Wow, are you one of those asshole reviewers? Did this post actually annoy you, or did you just not realize how that came across?

Yes, of course the cashier must have interpreted the second question differently. In this case, I think perhaps she did not speak English completely fluently. However, almost identical language was used to make the request. THAT WAS THE POINT. I wouldn't have written about it otherwise.

At 6:27 AM, Anonymous Anonymous said...

Had money changed hands in between the first and second request? Perhaps the cashier was more inclined to help out a "paying customer" by reciprocating with a piece of paper the second time your friend asked.

At 10:04 AM, Blogger Ms.PhD said...




At 9:03 AM, Anonymous Anonymous said...

Are you kidding? Of course you ask again. You probably would be the kind of person walks into a market in Spain or Turkey or Thailand and just pay asking price for everything.

Where did all you guys get the idea that being hesitant and under-confident makes you a better scientist? A good scientist is always skeptical - but this does not mean you have to be so meek. I am excited by small bits of data, even if it turns out a fluke (and it's never happened to me so far that something I found early on and got excited about ended up being just nothing). If I did not enjoy those little rewards, science would be no fun!

At 11:57 AM, Blogger Ms.PhD said...

@Anon, you're right. I have never been to Spain, Turkey or Thailand, and I do not know how to haggle.

Does that make me meek? Maybe!

Where do you think people learn those skills? My family never taught me how to haggle. They don't know how. I didn't have any friends or mentors who taught me how to haggle.

Extracted information

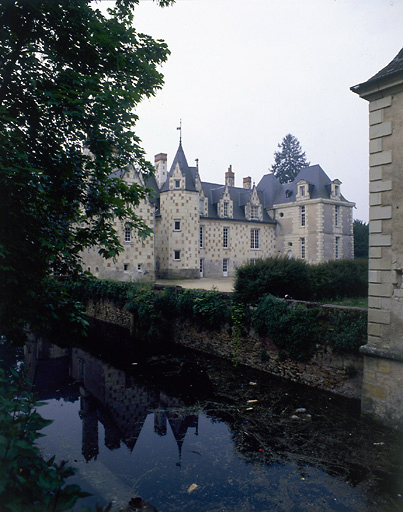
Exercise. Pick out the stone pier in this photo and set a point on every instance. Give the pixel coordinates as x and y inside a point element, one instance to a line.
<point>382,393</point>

--

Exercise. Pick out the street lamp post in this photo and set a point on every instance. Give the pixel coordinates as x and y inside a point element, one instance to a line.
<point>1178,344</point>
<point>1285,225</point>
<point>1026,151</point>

Things to do
1: Answer these questions using the comment thread about the cashier and haggling.
(a) In the first comment, what does the writer suggest might explain the cashier's different reading of the second question?
(b) What does the comment posted at 6:27 AM suggest might have made the cashier more willing to help the second time?
(c) In the comment posted at 11:57 AM, which countries does Ms.PhD say they have never been to?
2: Pick up the comment thread about the cashier and haggling from its last sentence and continue it.

Answers for the tasks
1:
(a) The writer suggests the cashier perhaps did not speak English completely fluently.
(b) It suggests that if money had changed hands between the two requests, the cashier may have been more inclined to help a "paying customer."
(c) Spain, Turkey and Thailand.

2:
I guess I would have to travel and learn the hard way! Too bad I can't afford to go globe-trotting right now.

I too am excited by small bits of data, even if it turns out to be irrelevant or unreproducible.

Forgive me if I find it VERY hard to believe that you have NEVER had it happen that something you thought you found ended up being nothing.

That would be my pesky scientific skepticism again. But I think anyone who really knows what they're doing has chased down enough possible results far enough to have found at least a few that did not turn out to be anything real.

At 1:00 PM, Anonymous Anonymous said...

@anon 9.57: "it's never happened to me so far that something I found early on and got excited about ended up being just nothing"

Really?? not even when debugging an experiment or code or test set up? then I'd say that either you've not been doing research for very long, or else you've only worked on 'safe' or well-established problems with few surprises....! (or maybe you're a genius)

At 4:38 PM, Anonymous Sasha said...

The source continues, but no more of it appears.